Top of Passage provided
Why I do what I do; The bare bones truth.

I am here to ask you to stick around long enough for me to earn your trust.

My name is Suzanne Jones – creator of SuzieQSolutions. Originally, I set out to help people live their best lives by increasing their levels of happiness through fulfilling their dreams – whatever those dreams may be. Done using proven processes, skills, and techniques personalized to each individual, this work required both inner transformations and outer momentum (a.k.a. work!).

It worked great and still does. In fact, with full participation, it works 100% of the time.

What I found was that the more people I helped and the breakthroughs I witnessed, something started stirring from my soul.

It was not immediately clear to me what that was so I remained open until one day when it hit me.

Adoption.

I am adopted. A great source of my own suffering is deeply rooted from having been removed from all I knew in utero. That loss equals trauma. Plain and simple.

As a young woman, I was walking through life with unhealed wounds that had yet to be addressed. The problem was that every so often, these wounds bubbled up to the surface and wreaked havoc on my life.

I dug into the research and that’s when I finally understood my mission. The Universe was conspiring on my behalf to show me where I was most needed. Everything I had experienced in my life to this point has prepared me to do this exact work.
Bottom of Passage provided
Tasks to perform »
1. According to the SuzieQSolutions page, how often does the process work with full participation?
2. Repeat word for word the part of the SuzieQSolutions page starting at "It was not immediately" and ending at "on my life.".
3. Write the next part of the SuzieQSolutions page, picking up right after its last sentence.
Top of Data segment
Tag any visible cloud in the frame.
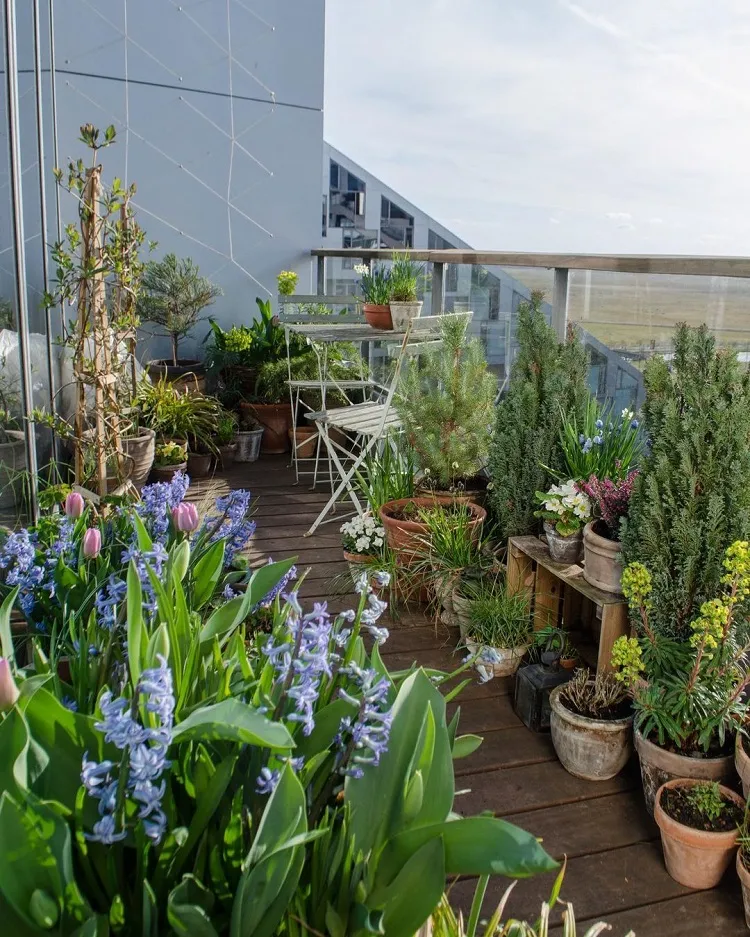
Bottom of Data segment
Results of the exercise »
1. It works 100% of the time.

2.
It was not immediately clear to me what that was so I remained open until one day when it hit me.

Adoption.

I am adopted. A great source of my own suffering is deeply rooted from having been removed from all I knew in utero. That loss equals trauma. Plain and simple.

As a young woman, I was walking through life with unhealed wounds that had yet to be addressed. The problem was that every so often, these wounds bubbled up to the surface and wreaked havoc on my life.

3.
It is what makes me the expert, the go to person, and the one who walks the walk – every single day.

A Little Back Story

To the world, my adoptive family seemed put together and happy, although happy is not a word I would use to describe my childhood.

In fact, at 15 years old, my adoptive family gave me back! I became a ward of the court and went to an assessment center. From there, I bounced from foster home to foster home until I found one I blended well with.

While there is a great deal of trauma I am leaving out, that about sums up my experiences. Because of these traumatic adventures, I learned early on how to construct and fortify a wall around my heart that let no one in. This ensured my safety. Until I woke up and realized that my protective wall had become my prison.

With that wall – and my intention to remain safe – came sarcasm, anger, judgment, rebellion and feeling sorry for myself.

In my attempts to protect myself as a result of my core wounding, I was punished instead of protected.

It was only through doing my own inner and outer work that I realized I had never fully grieved nor dealt with my suppressed pain related to my being adopted. Let alone the pain of being given back!

What kind of parent gives back their kid? A parent who is not emotionally or mentally prepared or stable enough to deal with the throes of the adoptee’s soul. A parent who hasn’t dealt with their own demons and projects them onto their vulnerable children.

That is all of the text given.